*Your goal*: Locate the line that contains "A point marks every instance of the carved". Print it and every subsequent line through the final line of the records, exactly and only those.
═══ Data supplied ═══
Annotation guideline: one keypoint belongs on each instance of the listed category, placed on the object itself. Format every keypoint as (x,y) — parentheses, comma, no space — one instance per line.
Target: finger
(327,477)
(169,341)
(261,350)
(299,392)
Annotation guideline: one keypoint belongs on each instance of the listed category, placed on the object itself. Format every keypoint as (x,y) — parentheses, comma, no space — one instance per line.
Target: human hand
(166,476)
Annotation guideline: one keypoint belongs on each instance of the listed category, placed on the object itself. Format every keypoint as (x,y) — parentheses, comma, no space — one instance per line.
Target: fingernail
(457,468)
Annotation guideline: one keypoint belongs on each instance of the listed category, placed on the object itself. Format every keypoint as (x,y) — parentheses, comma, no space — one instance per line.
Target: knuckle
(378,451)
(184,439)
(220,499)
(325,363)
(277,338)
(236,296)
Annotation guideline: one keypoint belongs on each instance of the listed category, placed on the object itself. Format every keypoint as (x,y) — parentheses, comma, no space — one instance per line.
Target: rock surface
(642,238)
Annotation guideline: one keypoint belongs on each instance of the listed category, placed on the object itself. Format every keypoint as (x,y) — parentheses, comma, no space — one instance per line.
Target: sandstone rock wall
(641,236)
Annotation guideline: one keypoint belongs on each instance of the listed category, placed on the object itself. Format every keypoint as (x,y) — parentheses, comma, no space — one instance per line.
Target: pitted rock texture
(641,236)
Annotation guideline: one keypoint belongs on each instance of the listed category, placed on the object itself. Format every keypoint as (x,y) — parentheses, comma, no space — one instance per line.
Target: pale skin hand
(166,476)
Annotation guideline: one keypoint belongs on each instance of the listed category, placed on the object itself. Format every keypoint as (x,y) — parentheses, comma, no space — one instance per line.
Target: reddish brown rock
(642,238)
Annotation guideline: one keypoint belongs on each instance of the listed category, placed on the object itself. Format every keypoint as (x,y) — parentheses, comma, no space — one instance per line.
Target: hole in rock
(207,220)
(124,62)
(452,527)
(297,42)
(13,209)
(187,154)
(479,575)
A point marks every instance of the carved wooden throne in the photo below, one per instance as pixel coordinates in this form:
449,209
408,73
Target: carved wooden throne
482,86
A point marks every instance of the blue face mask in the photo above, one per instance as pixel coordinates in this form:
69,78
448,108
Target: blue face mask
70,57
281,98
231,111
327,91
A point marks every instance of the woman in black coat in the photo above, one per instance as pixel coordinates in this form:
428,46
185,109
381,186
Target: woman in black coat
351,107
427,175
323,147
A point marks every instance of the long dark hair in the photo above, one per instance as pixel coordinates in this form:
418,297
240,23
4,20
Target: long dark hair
═══
*Reply*:
A point marks every instance of the carved wooden throne in the photo below, one per instance as pixel coordinates in this form:
449,209
408,73
Target: carved wooden throne
482,86
A point marks every instance of the blue face mask in the photo above, one per instance as pixel coordinates in this form:
69,78
448,108
Target: blue face mask
70,57
281,98
231,111
327,91
A point marks every instance of the woman in black coat in the photo above, one per instance as pixel coordinates in this form:
428,46
185,109
381,186
Target: woman in black coat
351,107
427,175
323,147
A point marks every instance of the long dark hair in the photo above, one per instance as pixel coordinates in this form:
418,297
240,23
4,20
Target: long dark hair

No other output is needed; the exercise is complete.